(Records from a collection)
────────────────

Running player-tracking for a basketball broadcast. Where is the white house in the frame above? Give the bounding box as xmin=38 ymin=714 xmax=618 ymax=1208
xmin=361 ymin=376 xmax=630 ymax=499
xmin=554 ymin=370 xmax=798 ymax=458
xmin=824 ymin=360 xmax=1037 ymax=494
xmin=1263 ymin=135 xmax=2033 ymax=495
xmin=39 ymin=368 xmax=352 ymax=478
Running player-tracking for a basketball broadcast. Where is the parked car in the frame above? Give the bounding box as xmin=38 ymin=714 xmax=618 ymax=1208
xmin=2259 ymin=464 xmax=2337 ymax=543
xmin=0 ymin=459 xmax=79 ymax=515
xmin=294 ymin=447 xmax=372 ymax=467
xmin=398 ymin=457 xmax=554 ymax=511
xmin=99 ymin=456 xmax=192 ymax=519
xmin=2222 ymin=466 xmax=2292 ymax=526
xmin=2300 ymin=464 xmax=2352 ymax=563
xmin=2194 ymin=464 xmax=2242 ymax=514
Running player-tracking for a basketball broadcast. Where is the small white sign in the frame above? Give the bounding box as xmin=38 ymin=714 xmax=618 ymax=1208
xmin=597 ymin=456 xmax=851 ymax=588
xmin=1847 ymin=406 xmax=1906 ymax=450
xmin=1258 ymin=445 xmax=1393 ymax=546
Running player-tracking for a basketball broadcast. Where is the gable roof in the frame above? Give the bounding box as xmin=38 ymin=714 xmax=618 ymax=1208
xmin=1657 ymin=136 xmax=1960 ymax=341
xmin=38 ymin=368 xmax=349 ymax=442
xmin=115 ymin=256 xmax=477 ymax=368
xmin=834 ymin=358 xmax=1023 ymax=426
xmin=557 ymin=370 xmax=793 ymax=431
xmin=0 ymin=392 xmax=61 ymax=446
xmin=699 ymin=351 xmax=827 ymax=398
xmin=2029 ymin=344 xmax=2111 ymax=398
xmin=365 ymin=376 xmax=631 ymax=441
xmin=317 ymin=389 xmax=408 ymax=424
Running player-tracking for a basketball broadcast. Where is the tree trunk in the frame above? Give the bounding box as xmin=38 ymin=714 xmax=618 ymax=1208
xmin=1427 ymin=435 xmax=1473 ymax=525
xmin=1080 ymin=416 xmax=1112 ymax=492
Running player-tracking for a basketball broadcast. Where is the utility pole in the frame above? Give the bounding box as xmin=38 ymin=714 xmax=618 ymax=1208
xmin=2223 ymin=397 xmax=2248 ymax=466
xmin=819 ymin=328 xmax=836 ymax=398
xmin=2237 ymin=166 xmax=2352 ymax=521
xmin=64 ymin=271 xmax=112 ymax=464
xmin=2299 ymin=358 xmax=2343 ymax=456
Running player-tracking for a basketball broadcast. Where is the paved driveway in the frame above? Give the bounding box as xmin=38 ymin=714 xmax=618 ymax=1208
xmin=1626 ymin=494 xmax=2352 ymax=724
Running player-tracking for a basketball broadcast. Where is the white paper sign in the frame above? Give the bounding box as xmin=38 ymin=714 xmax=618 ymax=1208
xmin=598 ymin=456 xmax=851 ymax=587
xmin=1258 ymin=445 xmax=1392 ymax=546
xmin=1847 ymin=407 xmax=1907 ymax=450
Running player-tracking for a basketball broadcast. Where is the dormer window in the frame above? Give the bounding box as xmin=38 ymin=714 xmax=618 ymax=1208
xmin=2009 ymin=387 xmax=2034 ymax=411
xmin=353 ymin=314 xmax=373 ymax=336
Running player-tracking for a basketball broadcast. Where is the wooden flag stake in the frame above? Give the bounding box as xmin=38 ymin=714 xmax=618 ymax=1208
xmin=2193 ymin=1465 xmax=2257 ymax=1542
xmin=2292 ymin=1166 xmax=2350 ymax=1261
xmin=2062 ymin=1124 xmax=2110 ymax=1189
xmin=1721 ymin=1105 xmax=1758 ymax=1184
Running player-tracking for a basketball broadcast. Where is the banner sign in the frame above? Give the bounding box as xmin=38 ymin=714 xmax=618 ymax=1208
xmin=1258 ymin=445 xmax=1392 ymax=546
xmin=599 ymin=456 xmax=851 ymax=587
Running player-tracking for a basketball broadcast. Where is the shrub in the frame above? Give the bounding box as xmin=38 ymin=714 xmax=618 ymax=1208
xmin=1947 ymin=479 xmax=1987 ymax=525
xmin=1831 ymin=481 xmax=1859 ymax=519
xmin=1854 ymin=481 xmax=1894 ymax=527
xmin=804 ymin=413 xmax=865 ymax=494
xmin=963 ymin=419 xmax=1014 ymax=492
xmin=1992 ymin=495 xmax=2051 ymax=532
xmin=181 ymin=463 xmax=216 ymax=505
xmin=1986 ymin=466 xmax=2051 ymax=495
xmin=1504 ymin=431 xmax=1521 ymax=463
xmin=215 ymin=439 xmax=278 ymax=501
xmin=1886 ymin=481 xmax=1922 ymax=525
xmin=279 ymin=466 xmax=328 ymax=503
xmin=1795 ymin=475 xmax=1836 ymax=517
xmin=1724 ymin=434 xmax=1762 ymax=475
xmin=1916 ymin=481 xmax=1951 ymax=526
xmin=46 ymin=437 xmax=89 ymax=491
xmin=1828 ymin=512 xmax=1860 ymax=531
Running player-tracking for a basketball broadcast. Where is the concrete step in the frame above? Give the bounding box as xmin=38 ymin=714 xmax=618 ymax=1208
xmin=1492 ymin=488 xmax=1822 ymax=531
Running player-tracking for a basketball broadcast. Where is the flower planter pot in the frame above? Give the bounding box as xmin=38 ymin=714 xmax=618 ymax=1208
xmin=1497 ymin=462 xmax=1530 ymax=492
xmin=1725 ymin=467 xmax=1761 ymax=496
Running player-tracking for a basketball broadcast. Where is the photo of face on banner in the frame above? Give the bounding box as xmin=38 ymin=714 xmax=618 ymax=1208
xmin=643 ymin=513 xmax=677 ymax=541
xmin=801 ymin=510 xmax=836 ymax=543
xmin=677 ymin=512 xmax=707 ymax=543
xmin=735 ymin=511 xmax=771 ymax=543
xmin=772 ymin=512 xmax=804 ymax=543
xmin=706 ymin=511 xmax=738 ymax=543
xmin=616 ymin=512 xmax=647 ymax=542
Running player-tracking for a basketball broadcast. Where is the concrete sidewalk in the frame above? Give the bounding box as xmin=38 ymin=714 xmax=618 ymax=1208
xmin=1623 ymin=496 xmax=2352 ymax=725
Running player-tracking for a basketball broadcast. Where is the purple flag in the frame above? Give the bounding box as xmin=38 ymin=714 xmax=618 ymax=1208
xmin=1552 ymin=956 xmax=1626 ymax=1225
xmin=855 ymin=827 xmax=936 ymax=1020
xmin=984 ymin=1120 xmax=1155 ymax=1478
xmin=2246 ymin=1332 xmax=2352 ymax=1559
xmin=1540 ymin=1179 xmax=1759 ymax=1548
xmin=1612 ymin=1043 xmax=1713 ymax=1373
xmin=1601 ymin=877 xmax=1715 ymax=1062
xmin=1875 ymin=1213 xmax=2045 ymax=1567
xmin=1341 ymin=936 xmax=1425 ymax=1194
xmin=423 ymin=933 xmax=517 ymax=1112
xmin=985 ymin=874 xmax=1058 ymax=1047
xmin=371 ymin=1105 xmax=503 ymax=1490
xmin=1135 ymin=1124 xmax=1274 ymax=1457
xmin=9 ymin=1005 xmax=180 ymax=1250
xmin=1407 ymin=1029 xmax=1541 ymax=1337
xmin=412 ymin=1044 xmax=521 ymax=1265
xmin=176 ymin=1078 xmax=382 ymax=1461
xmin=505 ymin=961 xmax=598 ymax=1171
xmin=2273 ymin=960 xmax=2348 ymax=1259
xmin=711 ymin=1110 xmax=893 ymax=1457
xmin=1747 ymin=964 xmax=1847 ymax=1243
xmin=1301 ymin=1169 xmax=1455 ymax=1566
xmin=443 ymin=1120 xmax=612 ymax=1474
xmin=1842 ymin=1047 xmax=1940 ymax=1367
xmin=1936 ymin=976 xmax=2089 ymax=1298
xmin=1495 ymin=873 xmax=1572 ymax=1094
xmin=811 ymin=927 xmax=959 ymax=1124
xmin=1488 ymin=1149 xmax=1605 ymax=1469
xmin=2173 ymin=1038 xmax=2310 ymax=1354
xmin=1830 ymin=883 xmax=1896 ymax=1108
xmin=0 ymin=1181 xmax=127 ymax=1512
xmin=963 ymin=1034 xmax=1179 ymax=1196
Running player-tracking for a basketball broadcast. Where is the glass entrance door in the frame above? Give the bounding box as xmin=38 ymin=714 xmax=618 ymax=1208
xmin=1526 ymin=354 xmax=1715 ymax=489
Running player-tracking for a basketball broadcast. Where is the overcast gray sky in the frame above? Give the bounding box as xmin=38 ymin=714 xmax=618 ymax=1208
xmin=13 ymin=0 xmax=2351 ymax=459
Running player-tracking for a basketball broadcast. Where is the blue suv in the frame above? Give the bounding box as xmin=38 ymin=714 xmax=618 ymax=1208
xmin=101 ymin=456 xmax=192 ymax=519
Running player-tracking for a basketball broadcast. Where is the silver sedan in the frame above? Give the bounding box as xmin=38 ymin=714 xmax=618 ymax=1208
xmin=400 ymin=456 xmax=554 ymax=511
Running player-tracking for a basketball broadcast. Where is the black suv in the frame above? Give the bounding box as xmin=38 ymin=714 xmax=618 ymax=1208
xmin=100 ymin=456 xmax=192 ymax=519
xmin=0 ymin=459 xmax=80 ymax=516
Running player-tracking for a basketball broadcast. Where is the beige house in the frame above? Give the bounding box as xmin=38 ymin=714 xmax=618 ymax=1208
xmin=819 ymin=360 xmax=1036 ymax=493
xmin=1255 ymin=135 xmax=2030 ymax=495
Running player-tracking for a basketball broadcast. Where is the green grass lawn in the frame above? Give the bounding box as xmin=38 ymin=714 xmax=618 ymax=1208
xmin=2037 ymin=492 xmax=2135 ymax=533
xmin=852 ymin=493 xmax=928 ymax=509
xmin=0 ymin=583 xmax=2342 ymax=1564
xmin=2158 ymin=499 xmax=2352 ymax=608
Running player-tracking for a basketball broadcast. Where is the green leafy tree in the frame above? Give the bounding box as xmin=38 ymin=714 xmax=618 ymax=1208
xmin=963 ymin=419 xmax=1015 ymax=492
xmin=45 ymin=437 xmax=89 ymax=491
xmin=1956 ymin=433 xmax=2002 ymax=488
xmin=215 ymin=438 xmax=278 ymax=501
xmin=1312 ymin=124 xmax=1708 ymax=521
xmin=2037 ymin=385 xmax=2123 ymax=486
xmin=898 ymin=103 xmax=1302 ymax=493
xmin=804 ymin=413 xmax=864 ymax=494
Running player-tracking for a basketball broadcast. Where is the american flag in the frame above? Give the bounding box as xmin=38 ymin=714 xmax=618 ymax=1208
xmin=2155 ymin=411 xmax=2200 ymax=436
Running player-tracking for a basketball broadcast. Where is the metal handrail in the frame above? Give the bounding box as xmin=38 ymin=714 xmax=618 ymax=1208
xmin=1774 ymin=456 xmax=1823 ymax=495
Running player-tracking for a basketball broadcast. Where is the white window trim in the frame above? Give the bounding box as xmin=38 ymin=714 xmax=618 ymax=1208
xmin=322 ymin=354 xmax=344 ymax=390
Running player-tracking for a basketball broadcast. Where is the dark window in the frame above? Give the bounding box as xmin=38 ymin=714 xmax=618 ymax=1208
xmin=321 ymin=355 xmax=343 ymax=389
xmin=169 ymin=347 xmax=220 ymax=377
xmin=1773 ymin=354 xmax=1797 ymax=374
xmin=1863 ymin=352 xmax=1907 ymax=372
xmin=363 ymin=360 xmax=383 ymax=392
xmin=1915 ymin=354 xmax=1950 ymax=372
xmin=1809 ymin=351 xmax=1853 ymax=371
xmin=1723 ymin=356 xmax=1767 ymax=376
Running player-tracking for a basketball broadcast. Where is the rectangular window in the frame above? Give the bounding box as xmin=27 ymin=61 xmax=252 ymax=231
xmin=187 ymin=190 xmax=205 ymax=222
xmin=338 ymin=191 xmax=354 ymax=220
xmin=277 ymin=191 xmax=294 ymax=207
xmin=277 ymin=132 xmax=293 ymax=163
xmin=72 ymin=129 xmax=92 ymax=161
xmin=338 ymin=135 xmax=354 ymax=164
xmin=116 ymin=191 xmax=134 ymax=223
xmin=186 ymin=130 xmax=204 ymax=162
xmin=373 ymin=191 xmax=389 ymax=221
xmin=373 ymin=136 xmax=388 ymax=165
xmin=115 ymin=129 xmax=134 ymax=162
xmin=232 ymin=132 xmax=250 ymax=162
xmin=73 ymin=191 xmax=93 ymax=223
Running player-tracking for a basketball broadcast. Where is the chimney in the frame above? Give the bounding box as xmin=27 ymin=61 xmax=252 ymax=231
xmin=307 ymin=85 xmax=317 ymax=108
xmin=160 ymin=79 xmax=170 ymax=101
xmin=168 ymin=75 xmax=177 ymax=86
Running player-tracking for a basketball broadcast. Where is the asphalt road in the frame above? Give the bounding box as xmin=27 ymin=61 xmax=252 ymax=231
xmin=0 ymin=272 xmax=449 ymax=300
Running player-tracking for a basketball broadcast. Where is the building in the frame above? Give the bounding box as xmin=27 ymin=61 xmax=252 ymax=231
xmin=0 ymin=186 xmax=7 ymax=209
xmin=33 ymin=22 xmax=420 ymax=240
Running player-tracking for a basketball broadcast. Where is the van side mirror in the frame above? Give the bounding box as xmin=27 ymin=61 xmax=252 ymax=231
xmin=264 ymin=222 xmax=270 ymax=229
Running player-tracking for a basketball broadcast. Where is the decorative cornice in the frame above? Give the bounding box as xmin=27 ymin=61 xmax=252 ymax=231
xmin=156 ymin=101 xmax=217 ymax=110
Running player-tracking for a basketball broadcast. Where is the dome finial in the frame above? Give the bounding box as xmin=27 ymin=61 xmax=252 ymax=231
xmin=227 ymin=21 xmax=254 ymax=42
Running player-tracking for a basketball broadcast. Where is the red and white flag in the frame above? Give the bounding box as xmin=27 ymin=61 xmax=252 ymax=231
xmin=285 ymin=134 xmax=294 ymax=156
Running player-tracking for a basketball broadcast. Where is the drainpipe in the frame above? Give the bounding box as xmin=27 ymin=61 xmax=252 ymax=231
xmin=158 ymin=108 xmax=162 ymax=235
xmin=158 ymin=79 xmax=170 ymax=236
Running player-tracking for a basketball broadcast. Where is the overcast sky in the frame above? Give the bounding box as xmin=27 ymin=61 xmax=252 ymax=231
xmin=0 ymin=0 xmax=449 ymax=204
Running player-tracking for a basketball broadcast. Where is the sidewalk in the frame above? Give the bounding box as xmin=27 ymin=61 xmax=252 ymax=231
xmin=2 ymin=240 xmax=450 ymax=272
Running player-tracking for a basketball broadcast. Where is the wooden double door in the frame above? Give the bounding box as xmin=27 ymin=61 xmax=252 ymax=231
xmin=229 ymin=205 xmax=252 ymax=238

────────────────

:: DIRECTIONS ::
Your task is to transcribe the line containing "the overcast sky" and every line after it, through the last line of the data, exactly as written and with nothing more.

:: ANSWER SECTION ::
Running player-tracking for a basketball broadcast. Where is the overcast sky in the frame above? Give the bounding box as xmin=27 ymin=61 xmax=252 ymax=231
xmin=0 ymin=0 xmax=449 ymax=204
Running player-tracking for a basketball broadcast. Where is the sidewalk in the frame above? Give the bounding box as xmin=27 ymin=61 xmax=252 ymax=231
xmin=2 ymin=240 xmax=450 ymax=272
Running player-tracking for a basketball broadcast. Where is the wooden double door in the frame above? Give the bounding box as xmin=27 ymin=61 xmax=252 ymax=231
xmin=229 ymin=205 xmax=252 ymax=238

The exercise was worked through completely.